Saved entries:
<<<<
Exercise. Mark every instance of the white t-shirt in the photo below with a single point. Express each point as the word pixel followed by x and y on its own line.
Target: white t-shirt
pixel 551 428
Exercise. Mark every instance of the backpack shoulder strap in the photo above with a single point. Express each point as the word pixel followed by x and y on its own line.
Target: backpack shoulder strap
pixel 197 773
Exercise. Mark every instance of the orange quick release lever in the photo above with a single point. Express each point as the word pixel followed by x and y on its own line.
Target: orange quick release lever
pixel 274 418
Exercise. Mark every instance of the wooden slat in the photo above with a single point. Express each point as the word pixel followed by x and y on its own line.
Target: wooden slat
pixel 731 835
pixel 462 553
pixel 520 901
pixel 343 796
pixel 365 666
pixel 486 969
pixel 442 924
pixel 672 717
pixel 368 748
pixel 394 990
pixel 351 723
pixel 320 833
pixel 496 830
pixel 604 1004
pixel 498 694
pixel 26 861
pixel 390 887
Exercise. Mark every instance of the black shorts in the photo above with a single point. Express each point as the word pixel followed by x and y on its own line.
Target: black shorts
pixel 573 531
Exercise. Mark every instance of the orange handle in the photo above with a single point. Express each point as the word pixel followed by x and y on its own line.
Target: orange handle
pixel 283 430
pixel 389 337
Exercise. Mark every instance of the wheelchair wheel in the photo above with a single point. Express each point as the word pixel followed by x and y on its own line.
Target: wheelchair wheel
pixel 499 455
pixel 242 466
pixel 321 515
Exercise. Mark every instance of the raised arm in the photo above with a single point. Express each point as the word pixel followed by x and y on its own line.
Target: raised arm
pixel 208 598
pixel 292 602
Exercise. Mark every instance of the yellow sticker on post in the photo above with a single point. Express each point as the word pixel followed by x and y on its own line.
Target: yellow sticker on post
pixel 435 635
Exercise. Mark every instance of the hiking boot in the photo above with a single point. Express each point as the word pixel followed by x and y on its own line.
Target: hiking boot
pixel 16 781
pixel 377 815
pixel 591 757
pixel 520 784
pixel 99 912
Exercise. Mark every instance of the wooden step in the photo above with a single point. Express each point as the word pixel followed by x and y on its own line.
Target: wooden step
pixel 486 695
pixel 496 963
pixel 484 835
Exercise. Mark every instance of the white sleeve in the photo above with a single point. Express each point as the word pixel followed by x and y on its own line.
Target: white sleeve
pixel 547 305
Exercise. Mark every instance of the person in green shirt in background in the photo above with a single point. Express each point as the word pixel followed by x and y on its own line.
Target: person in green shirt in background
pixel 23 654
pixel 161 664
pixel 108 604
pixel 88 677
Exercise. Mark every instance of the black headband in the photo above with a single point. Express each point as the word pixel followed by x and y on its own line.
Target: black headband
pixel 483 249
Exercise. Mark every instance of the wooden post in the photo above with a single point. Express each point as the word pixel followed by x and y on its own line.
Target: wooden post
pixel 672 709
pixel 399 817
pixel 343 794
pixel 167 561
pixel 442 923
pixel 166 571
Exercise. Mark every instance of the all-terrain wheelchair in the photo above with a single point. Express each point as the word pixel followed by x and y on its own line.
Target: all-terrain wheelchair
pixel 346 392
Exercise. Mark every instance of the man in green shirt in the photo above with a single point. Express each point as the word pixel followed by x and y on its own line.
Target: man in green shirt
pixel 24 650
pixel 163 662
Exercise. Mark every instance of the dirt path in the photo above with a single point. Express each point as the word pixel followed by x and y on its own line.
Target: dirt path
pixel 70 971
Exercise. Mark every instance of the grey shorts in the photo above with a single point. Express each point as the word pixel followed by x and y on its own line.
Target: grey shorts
>>>>
Exercise goal: Copy all of the saved entries above line by line, keeping every character the same.

Solution for this problem:
Exercise. Mark every instance of the white t-shirt in the photo below with a single point. Express each point as the word pixel followed by x and y on its own line.
Target: white t-shirt
pixel 551 428
Exercise. Mark every instance of the backpack shoulder strap in the photo above with a single point. Express each point as the word pixel followed by x and y on its own line.
Target: backpack shoulder strap
pixel 197 773
Exercise. Mark every instance of the orange quick release lever in the photo above with a single point. Express each point as the word pixel followed by x and y on its own line.
Target: orange quick release lever
pixel 274 418
Exercise. Mark every instance of the wooden slat in the photo above with a single point. Express each point as the word pixel followed by x and y on its own line.
Target: wooden slat
pixel 731 835
pixel 462 553
pixel 520 901
pixel 343 796
pixel 365 666
pixel 486 969
pixel 442 924
pixel 672 717
pixel 368 748
pixel 394 990
pixel 351 723
pixel 320 833
pixel 496 830
pixel 604 1004
pixel 498 694
pixel 26 861
pixel 390 887
Exercise. Mark every instance of the black shorts in the photo above with a single point. Express each point as the word pixel followed by x and y on its own line.
Target: black shorts
pixel 573 531
Exercise. Mark every instance of the orange handle in the photo above with a single point. Express each point as the word pixel followed by x and y on its own line.
Target: orange handle
pixel 283 430
pixel 389 337
Exercise. Mark every instance of the wheelchair wheel in the photo above with a single point. Express each point as the word pixel followed by x and y on its own line.
Target: wheelchair wheel
pixel 499 455
pixel 242 466
pixel 321 515
Exercise. Mark every instance of the raised arm in the photo above with a single point. Express each point as the word pixel followed by x and y on its own line.
Target: raised arm
pixel 208 598
pixel 292 602
Exercise. Mark every instance of the yellow sticker on post in the photo above with a single point. Express each point as the word pixel followed by x and y on its own line.
Target: yellow sticker on post
pixel 435 635
Exercise. Mark every instance of the hiking boot in the photo above with a single point. Express each point as the word pixel followed by x and y on its own line.
Target: hiking boot
pixel 16 781
pixel 377 815
pixel 591 757
pixel 520 784
pixel 99 912
Exercise. Mark every instance of the wooden step in the photo above with a single point. Express each point as the word pixel followed by x and y on its own line.
Target: wooden step
pixel 486 695
pixel 496 963
pixel 484 835
Exercise. Mark every instance of the white sleeve in the photo above with a single point. Express each point as the word pixel followed by x and y on its own line.
Target: white sleeve
pixel 547 305
Exercise. Mark every instance of the person in green shirt in background in the photo above with a single point. Express each point as the word pixel followed by x and y on its own line.
Target: person in green shirt in background
pixel 23 654
pixel 161 664
pixel 108 604
pixel 88 677
Exercise. Mark every instance of the black headband in the photo above with a single point. Express each point as the word pixel followed by x and y on its own line.
Target: black headband
pixel 483 249
Exercise. Mark every instance of the wooden post in the photo above with a single point. Express each point as the word pixel followed by x and y on its own line.
Target: wooden post
pixel 672 709
pixel 399 817
pixel 343 794
pixel 167 561
pixel 442 923
pixel 166 571
Exercise. Mark every instance of the all-terrain wheelchair in the photo above with a single point. Express each point as the word pixel followed by x and y on its own line.
Target: all-terrain wheelchair
pixel 346 392
Exercise. Mark every instance of the man in green shirt in the photo above with a single point. Express each point as the word pixel followed by x and y on its own line.
Target: man in green shirt
pixel 24 650
pixel 163 662
Exercise. Mark every instance of the dirt path in the photo above with a single point. Express each point as the word pixel followed by x and y on its own line.
Target: dirt path
pixel 70 971
Exercise. Mark every instance of the grey shorts in the photo above with a single point. Express each point as the word pixel followed by x and y on its own line.
Target: grey shorts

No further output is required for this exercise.